Exercise:
Copy out every line of the records below word for word, leaving out the pictures.

Provided records:
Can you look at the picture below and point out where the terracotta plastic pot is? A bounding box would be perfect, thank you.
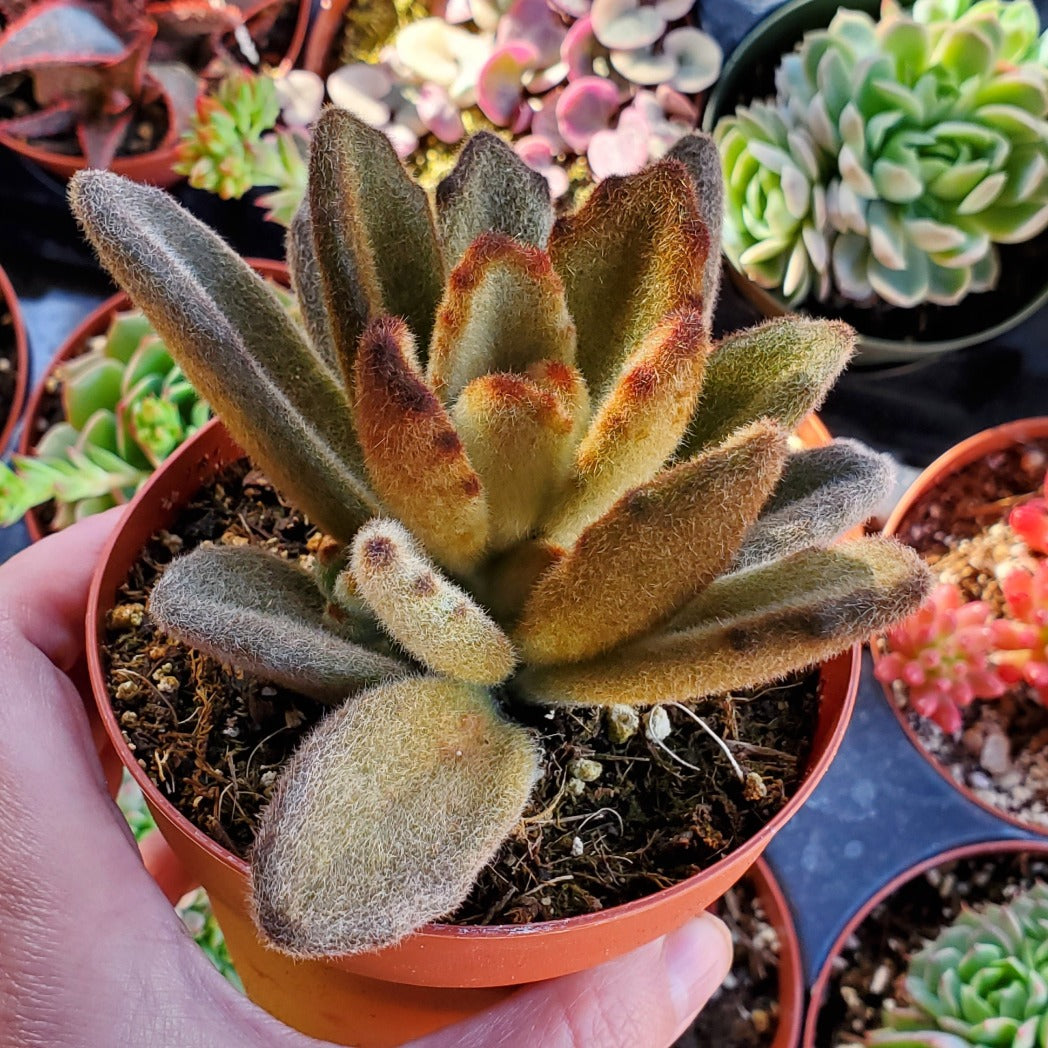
[0,262,29,453]
[871,417,1048,834]
[0,0,310,189]
[302,0,351,78]
[87,406,859,1048]
[748,858,804,1048]
[702,0,1048,365]
[19,259,291,542]
[802,838,1048,1048]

Result of this exercise:
Can you look at the picture below and point out where the terracotta plastic pot is? A bounding box would be perfect, thank you.
[0,262,29,453]
[871,417,1048,834]
[0,0,310,189]
[302,0,351,78]
[87,406,859,1048]
[748,858,804,1048]
[702,0,1048,365]
[19,259,291,542]
[802,838,1048,1048]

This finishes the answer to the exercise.